## STATED EXERCISE
Render the material as a numbered list, starting at the line containing "Could you point out the blurred" and ending with the last line of the material, with blank lines omitted.

## DATA SUPPLIED
────────────────────

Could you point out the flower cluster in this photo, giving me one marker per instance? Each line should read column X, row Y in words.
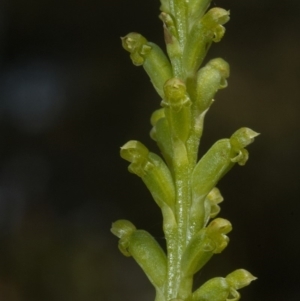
column 183, row 186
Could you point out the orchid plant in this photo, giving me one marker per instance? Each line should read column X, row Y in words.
column 183, row 186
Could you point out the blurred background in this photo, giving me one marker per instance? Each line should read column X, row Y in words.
column 70, row 97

────────────────────

## EXPECTED ANSWER
1. Could you point out the blurred background in this photo, giving me one marker per instance? Each line should read column X, row Y in words.
2. column 70, row 97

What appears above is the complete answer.